Art. 8.º - 1. O Instituto de Reorganização Agrária entra imediatamente na posse das áreas nacionalizadas, independentemente de prévia fixação e pagamento das indemnizações devidas, com as limitações decorrentes dos números seguintes.
2. Os proprietários, arrendatários ou quaisquer outros empresários agrícolas afectados pelas medidas de nacionalização conservarão todos os poderes necessários à realização das operações agrícolas, de colheita, conservação, maneio de gado e outras necessárias ao bom aproveitamento da terra até ao termo da presente época agrícola, devendo assegurar os níveis normais de produtividade, de harmonia com as técnicas e usos socialmente aceites.

----------

ENUNCIADO »
Indique se cada afirmação está de acordo com o artigo sobre a posse das áreas nacionalizadas, respondendo sim ou não e citando literalmente as palavras do artigo que o decidem. (a) O Instituto de Reorganização Agrária só entra na posse das áreas nacionalizadas depois de fixadas e pagas as indemnizações. (b) Os empresários agrícolas afetados mantêm os poderes para as operações agrícolas até ao fim da presente época agrícola. (c) Esses empresários ficam obrigados a assegurar os níveis normais de produtividade. Os itens apresentados a seguir provêm de uma fonte diferente da do texto.

EXTRATO DE DADOS »
----------

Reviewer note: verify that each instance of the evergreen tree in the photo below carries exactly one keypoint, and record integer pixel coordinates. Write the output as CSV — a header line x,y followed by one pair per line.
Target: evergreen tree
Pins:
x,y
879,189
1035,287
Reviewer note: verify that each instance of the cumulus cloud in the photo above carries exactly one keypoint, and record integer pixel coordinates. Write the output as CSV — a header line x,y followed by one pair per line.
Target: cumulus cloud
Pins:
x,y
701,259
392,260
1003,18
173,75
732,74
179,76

----------

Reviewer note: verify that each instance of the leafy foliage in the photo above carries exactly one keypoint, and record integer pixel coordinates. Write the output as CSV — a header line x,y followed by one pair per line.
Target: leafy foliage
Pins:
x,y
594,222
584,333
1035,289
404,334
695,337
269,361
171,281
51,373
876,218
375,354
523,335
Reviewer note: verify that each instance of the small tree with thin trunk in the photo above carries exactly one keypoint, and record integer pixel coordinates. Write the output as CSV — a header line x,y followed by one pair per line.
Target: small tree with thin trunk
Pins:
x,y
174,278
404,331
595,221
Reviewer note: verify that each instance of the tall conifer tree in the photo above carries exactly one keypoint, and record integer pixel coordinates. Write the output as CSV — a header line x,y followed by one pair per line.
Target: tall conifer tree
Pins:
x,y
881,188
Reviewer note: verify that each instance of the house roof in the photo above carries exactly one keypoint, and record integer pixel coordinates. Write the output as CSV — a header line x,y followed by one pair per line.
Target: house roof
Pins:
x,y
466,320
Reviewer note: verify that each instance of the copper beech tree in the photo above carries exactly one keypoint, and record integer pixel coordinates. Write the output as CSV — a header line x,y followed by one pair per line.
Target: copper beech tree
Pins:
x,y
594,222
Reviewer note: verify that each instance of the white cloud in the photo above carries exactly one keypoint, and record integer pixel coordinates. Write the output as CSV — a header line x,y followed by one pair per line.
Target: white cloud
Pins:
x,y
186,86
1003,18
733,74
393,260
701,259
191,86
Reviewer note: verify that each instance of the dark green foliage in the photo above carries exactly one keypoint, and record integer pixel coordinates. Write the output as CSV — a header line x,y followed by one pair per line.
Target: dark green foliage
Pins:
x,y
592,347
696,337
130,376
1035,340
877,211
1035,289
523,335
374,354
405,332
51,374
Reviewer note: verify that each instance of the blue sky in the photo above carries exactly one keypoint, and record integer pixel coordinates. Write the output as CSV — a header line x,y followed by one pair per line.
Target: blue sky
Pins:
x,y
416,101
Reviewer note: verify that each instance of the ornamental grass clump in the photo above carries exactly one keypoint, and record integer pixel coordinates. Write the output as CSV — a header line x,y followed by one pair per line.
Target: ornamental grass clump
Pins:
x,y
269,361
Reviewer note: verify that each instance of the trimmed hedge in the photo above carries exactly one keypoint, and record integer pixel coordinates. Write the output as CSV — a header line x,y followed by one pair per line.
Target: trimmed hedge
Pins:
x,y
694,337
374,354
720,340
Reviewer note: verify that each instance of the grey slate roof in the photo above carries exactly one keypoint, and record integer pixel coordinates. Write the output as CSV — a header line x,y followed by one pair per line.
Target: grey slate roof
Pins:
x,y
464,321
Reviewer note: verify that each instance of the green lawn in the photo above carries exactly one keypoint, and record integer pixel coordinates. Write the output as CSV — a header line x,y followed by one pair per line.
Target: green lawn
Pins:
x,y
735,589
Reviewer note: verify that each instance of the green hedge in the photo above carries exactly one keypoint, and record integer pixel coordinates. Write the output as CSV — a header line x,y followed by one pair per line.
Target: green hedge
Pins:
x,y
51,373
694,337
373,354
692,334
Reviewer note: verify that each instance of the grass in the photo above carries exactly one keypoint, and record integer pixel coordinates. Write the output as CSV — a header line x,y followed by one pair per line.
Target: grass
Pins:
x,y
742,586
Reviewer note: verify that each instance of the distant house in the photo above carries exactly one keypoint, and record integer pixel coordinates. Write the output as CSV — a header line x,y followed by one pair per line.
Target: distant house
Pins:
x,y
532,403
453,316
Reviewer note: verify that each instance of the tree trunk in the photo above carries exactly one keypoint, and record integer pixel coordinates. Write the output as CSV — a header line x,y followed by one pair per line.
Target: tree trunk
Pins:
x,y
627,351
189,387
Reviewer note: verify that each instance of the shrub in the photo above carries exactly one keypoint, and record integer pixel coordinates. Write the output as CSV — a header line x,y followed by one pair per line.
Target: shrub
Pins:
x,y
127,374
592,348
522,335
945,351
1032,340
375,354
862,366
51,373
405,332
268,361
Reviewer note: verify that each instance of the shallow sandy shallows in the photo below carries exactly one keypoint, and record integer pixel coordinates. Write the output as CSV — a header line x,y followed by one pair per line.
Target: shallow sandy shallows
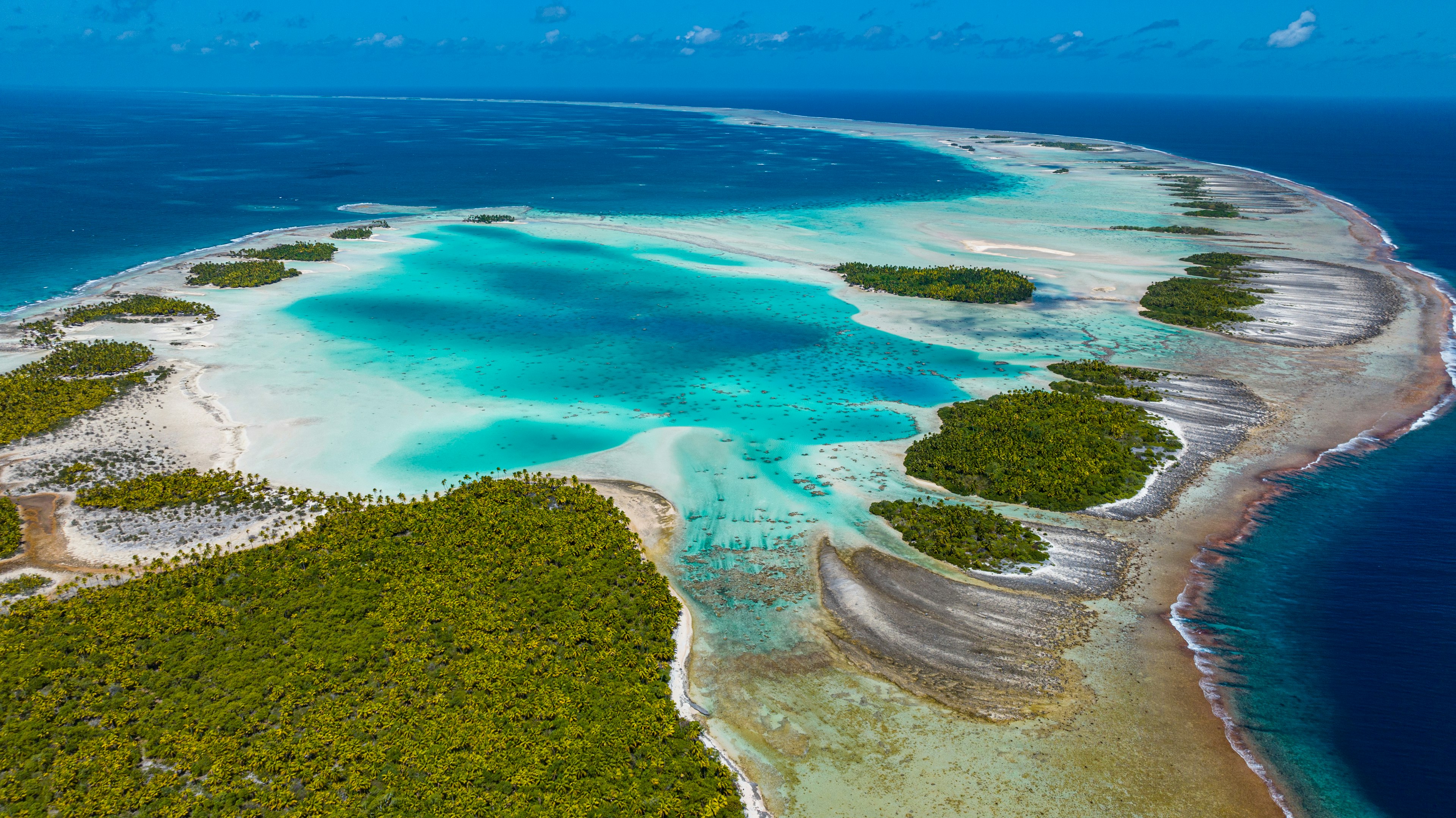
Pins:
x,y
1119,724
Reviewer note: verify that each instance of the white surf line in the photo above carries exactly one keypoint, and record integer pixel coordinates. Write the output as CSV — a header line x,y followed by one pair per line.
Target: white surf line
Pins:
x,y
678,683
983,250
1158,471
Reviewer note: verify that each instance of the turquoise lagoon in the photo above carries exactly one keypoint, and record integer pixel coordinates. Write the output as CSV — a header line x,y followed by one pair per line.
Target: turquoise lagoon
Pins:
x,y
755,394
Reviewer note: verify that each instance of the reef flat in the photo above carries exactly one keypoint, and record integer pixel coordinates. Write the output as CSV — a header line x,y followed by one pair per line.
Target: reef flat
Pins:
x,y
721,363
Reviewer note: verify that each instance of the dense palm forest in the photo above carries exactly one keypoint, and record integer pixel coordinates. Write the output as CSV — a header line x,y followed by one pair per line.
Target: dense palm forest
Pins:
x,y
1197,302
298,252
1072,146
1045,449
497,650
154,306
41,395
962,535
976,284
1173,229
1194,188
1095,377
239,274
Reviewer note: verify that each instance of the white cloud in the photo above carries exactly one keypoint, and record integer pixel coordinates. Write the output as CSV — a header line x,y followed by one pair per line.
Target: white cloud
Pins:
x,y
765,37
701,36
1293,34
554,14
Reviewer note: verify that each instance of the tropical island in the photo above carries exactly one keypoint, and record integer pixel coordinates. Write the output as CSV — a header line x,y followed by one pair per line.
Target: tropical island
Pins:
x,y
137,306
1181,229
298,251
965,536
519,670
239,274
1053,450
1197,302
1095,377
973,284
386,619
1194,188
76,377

----------

RESPOSTA »
(a) Não: "independentemente de prévia fixação e pagamento das indemnizações devidas".
(b) Sim: "até ao termo da presente época agrícola".
(c) Sim: "devendo assegurar os níveis normais de produtividade".